Data items
--------------------------------

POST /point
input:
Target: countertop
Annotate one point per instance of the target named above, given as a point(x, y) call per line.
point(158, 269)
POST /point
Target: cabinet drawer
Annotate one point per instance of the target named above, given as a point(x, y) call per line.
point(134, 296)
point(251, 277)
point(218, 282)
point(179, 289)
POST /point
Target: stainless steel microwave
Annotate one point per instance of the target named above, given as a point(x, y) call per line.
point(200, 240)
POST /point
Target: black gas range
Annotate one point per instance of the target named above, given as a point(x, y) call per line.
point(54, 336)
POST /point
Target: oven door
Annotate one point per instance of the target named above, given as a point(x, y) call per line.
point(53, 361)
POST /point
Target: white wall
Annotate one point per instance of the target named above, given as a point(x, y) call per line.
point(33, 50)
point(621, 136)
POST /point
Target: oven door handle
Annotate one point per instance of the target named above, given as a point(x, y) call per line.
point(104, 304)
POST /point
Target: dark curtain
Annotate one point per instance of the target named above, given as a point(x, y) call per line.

--------------------------------

### What you need to do
Retype all of the items above line for line, changing nothing.

### Task result
POST /point
input:
Target: countertop
Annotate one point per instance of the target named above, given as a point(x, y) call per line.
point(158, 269)
POST /point
Target: cabinet drawer
Annotate one point per instance of the target named above, given as a point(x, y) call per line.
point(134, 296)
point(251, 277)
point(218, 282)
point(179, 289)
POST /point
Target: stainless steel microwave
Annotate one point per instance of the target named above, given as a point(x, y) call per line.
point(200, 240)
POST /point
Target: black gas range
Annotate one point per instance of the target named above, given as a point(x, y) call per line.
point(54, 336)
POST /point
Target: oven door
Annotate one point per instance of the target named above, given as a point(x, y) call per line.
point(53, 361)
POST /point
Target: white wall
Annotate one point per instance of the target named above, given as a point(x, y) call per line.
point(33, 50)
point(621, 136)
POST /point
Target: oven door handle
Annotate one point per instance of the target named above, given as a point(x, y) call per line.
point(104, 304)
POST /point
Target: dark curtain
Annotate one point per instance of the target named above, given as a point(x, y) call per line.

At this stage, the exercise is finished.